Description of the task: List each line of the data below that contains the word "fence".

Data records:
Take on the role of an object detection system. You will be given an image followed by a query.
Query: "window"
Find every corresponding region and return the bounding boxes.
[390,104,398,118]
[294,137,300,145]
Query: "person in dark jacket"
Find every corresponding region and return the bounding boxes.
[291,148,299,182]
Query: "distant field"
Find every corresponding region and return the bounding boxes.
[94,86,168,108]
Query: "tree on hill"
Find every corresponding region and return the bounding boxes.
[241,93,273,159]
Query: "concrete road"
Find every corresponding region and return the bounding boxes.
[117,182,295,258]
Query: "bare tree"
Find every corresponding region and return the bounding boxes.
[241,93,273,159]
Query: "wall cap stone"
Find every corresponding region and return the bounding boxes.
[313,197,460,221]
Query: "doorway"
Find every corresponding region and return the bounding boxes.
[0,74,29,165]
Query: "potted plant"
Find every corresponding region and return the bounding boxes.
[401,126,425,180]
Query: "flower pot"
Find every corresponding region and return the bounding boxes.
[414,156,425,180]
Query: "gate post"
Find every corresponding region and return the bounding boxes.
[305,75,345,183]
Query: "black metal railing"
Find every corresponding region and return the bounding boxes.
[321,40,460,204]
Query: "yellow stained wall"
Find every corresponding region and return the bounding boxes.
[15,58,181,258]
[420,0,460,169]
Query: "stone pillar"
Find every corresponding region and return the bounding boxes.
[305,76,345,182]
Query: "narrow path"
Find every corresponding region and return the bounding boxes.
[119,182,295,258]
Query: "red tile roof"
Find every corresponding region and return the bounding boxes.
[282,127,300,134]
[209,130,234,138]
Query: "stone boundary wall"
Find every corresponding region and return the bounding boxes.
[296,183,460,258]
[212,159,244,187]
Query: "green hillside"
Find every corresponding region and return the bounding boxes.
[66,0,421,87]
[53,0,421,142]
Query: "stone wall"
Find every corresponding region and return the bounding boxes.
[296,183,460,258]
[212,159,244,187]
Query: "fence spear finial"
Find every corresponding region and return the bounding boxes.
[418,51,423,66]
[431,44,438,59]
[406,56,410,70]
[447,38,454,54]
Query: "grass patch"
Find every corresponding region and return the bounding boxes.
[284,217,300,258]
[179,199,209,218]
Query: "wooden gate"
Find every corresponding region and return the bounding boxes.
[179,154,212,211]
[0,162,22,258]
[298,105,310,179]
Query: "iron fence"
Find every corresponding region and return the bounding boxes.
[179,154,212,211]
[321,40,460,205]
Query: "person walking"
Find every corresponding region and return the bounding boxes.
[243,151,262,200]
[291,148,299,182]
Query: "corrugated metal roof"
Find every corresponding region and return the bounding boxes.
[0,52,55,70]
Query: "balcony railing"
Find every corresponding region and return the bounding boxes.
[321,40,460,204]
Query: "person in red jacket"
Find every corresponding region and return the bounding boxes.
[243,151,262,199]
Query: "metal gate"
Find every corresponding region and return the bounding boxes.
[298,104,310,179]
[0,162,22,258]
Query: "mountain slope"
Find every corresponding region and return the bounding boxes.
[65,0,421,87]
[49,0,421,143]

Task output:
Query: "fence spear finial"
Query: "iron fence"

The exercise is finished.